Set down exactly the lines running from the line with "Can you see the grape" to the end of the listing below, both ends included.

= = = = =

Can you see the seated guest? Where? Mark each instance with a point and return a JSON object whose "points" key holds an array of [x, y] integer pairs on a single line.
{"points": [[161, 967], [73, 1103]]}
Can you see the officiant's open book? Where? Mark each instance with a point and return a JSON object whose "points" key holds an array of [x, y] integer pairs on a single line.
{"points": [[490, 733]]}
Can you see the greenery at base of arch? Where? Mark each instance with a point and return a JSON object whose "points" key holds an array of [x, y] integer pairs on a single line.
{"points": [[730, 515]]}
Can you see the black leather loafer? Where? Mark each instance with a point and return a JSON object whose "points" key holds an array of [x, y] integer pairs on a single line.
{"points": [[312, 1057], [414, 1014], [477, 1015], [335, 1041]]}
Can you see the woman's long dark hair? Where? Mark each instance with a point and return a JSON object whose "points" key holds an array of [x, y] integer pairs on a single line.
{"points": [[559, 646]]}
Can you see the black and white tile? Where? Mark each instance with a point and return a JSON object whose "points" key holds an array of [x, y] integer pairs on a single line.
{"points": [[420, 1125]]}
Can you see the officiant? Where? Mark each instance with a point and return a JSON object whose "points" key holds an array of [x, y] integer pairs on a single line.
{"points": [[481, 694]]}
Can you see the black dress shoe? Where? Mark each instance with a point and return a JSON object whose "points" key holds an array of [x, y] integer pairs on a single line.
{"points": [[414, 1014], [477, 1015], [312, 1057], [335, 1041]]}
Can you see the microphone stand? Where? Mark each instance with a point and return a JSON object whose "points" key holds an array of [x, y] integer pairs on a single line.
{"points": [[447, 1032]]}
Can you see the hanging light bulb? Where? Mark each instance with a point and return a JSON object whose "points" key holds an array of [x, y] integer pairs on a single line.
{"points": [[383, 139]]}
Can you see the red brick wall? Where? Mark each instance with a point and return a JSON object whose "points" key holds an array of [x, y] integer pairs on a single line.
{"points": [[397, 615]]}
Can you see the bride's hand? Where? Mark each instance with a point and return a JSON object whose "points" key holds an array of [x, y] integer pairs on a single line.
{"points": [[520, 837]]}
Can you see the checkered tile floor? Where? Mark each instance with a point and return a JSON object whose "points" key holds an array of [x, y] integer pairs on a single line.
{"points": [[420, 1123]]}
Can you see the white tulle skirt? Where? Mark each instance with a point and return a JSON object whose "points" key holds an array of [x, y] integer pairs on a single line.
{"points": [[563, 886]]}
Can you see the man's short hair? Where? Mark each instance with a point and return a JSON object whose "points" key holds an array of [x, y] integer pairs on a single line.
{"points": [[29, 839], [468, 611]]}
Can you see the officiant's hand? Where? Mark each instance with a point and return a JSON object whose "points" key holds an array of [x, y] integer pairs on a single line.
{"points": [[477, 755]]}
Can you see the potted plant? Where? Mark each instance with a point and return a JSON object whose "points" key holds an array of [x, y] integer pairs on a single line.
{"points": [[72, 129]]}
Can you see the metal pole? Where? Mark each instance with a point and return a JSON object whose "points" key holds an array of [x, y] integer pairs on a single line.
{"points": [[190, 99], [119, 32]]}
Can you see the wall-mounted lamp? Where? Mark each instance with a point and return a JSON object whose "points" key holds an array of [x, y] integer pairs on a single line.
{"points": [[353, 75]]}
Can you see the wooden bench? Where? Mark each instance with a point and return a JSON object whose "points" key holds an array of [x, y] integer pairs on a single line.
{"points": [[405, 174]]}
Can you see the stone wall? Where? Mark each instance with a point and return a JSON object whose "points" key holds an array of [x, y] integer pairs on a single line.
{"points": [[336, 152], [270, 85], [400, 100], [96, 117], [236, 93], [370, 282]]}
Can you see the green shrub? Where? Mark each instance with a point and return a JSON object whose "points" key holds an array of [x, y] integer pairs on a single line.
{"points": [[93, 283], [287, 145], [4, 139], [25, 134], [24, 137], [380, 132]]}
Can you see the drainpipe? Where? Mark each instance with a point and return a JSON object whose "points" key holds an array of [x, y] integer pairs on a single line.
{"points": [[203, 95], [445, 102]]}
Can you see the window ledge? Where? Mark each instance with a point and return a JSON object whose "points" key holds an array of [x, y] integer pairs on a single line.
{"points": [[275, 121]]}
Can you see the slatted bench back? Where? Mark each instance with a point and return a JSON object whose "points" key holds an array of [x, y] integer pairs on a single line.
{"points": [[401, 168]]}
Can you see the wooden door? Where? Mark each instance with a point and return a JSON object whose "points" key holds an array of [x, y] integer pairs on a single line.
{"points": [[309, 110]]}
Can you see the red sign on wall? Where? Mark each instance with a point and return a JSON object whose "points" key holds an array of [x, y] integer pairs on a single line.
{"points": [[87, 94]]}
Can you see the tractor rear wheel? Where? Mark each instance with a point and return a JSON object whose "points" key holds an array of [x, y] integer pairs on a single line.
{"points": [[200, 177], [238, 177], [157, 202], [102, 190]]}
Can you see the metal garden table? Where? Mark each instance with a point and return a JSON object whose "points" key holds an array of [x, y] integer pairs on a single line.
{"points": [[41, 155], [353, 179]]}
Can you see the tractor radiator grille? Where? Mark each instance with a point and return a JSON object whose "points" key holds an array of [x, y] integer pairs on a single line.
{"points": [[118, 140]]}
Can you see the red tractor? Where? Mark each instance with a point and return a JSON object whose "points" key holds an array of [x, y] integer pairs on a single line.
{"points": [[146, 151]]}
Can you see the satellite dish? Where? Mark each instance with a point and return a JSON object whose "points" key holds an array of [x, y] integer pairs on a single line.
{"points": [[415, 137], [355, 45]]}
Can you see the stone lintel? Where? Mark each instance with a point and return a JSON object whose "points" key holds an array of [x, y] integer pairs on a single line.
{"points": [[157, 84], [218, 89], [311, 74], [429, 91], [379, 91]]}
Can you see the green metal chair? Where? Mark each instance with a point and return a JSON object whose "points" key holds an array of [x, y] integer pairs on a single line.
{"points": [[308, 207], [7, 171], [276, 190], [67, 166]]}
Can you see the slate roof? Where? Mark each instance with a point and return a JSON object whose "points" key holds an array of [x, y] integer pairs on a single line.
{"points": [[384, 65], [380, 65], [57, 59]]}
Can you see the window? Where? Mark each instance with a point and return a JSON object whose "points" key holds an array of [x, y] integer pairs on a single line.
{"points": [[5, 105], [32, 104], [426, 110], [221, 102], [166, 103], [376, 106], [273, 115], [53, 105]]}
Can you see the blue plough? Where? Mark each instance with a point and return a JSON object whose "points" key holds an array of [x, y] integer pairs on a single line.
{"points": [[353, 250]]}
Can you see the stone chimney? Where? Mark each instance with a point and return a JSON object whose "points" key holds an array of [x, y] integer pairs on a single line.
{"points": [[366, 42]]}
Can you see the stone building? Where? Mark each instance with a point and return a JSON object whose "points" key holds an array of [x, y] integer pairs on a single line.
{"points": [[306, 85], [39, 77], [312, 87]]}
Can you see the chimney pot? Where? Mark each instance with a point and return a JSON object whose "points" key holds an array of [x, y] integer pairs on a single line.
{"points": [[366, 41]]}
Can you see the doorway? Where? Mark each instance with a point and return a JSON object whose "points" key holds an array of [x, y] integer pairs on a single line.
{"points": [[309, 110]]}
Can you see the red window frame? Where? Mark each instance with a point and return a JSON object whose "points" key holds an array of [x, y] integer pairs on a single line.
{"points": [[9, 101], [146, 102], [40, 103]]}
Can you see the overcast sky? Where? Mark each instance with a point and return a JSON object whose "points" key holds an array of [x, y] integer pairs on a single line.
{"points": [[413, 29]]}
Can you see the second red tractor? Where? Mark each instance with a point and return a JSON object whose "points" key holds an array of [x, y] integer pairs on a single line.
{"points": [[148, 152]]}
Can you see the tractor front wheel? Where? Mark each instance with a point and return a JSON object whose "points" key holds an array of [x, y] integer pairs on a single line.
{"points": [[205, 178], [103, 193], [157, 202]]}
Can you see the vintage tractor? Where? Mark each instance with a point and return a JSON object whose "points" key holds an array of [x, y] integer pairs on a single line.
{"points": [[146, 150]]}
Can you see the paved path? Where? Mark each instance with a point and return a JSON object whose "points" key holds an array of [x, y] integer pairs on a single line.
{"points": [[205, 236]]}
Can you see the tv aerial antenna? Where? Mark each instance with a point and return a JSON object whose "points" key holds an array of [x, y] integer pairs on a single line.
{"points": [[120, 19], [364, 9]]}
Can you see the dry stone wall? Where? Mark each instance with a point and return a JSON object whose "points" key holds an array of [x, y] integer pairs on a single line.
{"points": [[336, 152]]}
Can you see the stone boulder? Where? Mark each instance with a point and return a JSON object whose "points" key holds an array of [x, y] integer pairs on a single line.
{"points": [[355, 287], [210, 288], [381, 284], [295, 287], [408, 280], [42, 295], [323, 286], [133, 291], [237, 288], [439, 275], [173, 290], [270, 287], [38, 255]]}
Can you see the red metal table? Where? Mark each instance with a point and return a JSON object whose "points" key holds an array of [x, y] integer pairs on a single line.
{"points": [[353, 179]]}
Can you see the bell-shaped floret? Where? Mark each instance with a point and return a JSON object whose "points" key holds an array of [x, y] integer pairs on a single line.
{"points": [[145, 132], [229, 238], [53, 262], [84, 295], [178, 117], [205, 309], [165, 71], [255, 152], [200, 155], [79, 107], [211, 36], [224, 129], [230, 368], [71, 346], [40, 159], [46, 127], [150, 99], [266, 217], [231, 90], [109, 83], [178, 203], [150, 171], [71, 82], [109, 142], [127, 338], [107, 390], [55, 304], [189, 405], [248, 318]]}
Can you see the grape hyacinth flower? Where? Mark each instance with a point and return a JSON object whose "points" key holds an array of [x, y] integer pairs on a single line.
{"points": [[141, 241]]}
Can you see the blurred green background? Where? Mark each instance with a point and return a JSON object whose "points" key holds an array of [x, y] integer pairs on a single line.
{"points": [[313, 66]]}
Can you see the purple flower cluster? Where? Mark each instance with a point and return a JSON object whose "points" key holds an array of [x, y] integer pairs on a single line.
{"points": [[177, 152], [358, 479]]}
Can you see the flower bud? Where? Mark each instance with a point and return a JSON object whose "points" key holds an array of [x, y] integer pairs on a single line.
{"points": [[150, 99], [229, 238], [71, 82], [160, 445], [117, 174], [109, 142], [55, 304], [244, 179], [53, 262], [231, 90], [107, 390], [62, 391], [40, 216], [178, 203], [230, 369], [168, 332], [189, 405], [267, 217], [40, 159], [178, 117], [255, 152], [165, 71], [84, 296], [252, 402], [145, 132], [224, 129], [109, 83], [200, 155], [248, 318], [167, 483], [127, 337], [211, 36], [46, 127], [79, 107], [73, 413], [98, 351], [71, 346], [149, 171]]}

= = = = =

Correct answer:
Can you see the grape hyacinth flower? Where? Mark each instance with a point and return a JSON object whose "points" key holds an array of [x, y] integer pairs on a single line.
{"points": [[141, 241]]}
Can you see the blurred green background? Where? Mark each instance with a point and return a JSON object whose "points" key holds an array of [x, y] integer pairs on a single line.
{"points": [[313, 66]]}
Can you see the purple flower cluster? Where? Mark each instance with a point and return a JSON object whose "points" key holds an array of [x, y] integer pairs on a single line.
{"points": [[177, 152], [358, 479]]}
Can you see the flower bud? Where? Mark each instance with a point and return a JSON object whose "points" key holds an array of [x, y] integer pairs on a single line.
{"points": [[150, 99], [229, 238], [71, 82], [160, 445], [117, 174], [109, 142], [55, 304], [244, 179], [53, 262], [231, 90], [107, 390], [62, 391], [40, 216], [178, 203], [230, 369], [168, 332], [189, 405], [267, 217], [40, 159], [178, 117], [255, 152], [165, 71], [84, 296], [252, 402], [145, 132], [224, 129], [109, 83], [200, 155], [248, 318], [167, 483], [127, 337], [211, 36], [46, 127], [79, 107], [73, 413], [98, 351], [71, 346], [149, 171]]}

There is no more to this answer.